◆ Goals:
[a] Retype everything in the captcha-bypass project description from "Current limitation: Only" down to "iframe is detected.".
[b] According to the captcha-bypass project description, which HTTP request method is currently the only one supported?
[c] Carry on the captcha-bypass project description from its last line.

Skip to main content

Self-hosted async captcha bypass service with HTTP API

Project description

captcha-bypass

Self-hosted async captcha bypass service with HTTP API. Tested on Cloudflare and Amazon challenges.

Current limitation: Only GET requests are supported. POST/PUT with body and custom headers planned for future releases.

What's New in 0.3.0

  • Cloudflare Turnstile support: Automatic detection and clicking of Turnstile checkbox challenges during validation polling. Only activates when challenges.cloudflare.com iframe is detected.
  • cf_clearance cookie detection: When Cloudflare is detected, the solver monitors cookies for cf_clearance as a parallel success signal. If the cookie appears, the task completes immediately — even without selector match. This provides resilience against outdated or incorrect success selectors.

Installation

Docker (recommended)

# default settings
docker-compose up -d

# with custom params
WORKERS=4 PORT=9000 RESULT_TTL=300 MAX_QUEUE_SIZE=500 docker-compose up -d

pip

pip install captcha-bypass

# run (browser is auto-downloaded on first run)
captcha-bypass

# with custom params
captcha-bypass --workers 4 --port 9000 --result-ttl 300 --max-queue-size 500

System dependencies (Linux only):

# Debian/Ubuntu
sudo apt-get install libgtk-3-0 libx11-xcb1 libasound2

# RHEL/CentOS/Fedora
sudo dnf install gtk3 libX11-xcb alsa-lib

macOS and Windows: dependencies are typically bundled with the browser.

Custom Docker Image

If you install via pip in your own Docker image, add these to avoid zombie processes from Camoufox:

docker-compose.yml:

services:
  your-service:
    init: true  # reaps zombie processes from browser
    healthcheck:
      test: ["CMD-SHELL", "curl -sf http://localhost:8191/health || exit 1"]
      interval: 30s
      timeout: 10s
      retries: 3
      start_period: 60s

Or in Dockerfile (alternative to init: true):

RUN apt-get update && apt-get install -y tini curl
ENTRYPOINT ["/usr/bin/tini", "--"]
CMD ["captcha-bypass"]

Python Client

Sync
from captcha_bypass.client import CaptchaBypassClient

with CaptchaBypassClient("http://localhost:8191") as client:
    result = client.solve_and_wait(
        url="https://example.com",
        timeout=60,
        success_texts=["Welcome"],
    )

◆ Supplied data:
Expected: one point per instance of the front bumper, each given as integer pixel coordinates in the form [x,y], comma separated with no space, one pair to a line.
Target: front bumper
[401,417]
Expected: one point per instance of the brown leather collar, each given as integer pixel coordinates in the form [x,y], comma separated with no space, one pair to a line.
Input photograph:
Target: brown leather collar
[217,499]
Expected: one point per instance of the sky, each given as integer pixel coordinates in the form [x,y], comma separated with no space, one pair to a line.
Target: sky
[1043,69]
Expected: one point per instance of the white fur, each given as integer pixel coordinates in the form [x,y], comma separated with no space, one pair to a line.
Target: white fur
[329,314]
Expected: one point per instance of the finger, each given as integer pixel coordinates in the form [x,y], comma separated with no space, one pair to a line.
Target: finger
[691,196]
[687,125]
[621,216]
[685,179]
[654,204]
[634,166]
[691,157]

==

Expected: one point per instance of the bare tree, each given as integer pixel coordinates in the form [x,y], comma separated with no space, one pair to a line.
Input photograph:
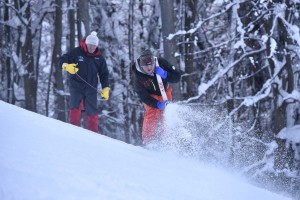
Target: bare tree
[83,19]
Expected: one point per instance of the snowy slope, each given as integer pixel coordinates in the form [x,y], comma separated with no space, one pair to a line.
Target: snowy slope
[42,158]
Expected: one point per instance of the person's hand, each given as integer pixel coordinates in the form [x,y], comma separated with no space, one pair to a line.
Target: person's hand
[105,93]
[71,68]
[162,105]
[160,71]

◆ The replies:
[a]
Current limitation: Only GET requests are supported. POST/PUT with body and custom headers planned for future releases.

What's New in 0.3.0

  • Cloudflare Turnstile support: Automatic detection and clicking of Turnstile checkbox challenges during validation polling. Only activates when challenges.cloudflare.com iframe is detected.

[b] GET

[c]
    if result.data and result.data["status"] == "completed":
        data = result.data["data"]
        cookies = data["cookies"]
        headers = data["request_headers"]
Async
import asyncio
from captcha_bypass.client import AsyncCaptchaBypassClient

async def main():
    async with AsyncCaptchaBypassClient("http://localhost:8191") as client:
        result = await client.solve_and_wait(
            url="https://example.com",
            timeout=60,
            success_selectors=["#dashboard"],
        )

        if result.data and result.data["status"] == "completed":
            data = result.data["data"]
            cookies = data["cookies"]
            headers = data["request_headers"]

asyncio.run(main())
With Proxy (Sync)
from captcha_bypass.client import CaptchaBypassClient

proxy = {
    "server": "socks5://proxy.example.com:1080",
    "username": "user",      # optional
    "password": "pass",      # optional
}

with CaptchaBypassClient("http://localhost:8191") as client:
    result = client.solve_and_wait(
        url="https://example.com",
        timeout=60,
        proxy=proxy,
        success_texts=["Welcome"],
    )
With Proxy (Async)
import asyncio
from captcha_bypass.client import AsyncCaptchaBypassClient

proxy = {
    "server": "socks5://proxy.example.com:1080",
    "username": "user",      # optional
    "password": "pass",      # optional
}

async def main():
    async with AsyncCaptchaBypassClient("http://localhost:8191") as client:
        result = await client.solve_and_wait(
            url="https://example.com",
            timeout=60,
            proxy=proxy,
            success_selectors=["#dashboard"],
        )

asyncio.run(main())

See examples/ for complete usage.

Configuration

Parameter Default Description
PORT 8191 HTTP server port
WORKERS CPU cores Number of browser workers (~500MB RAM each)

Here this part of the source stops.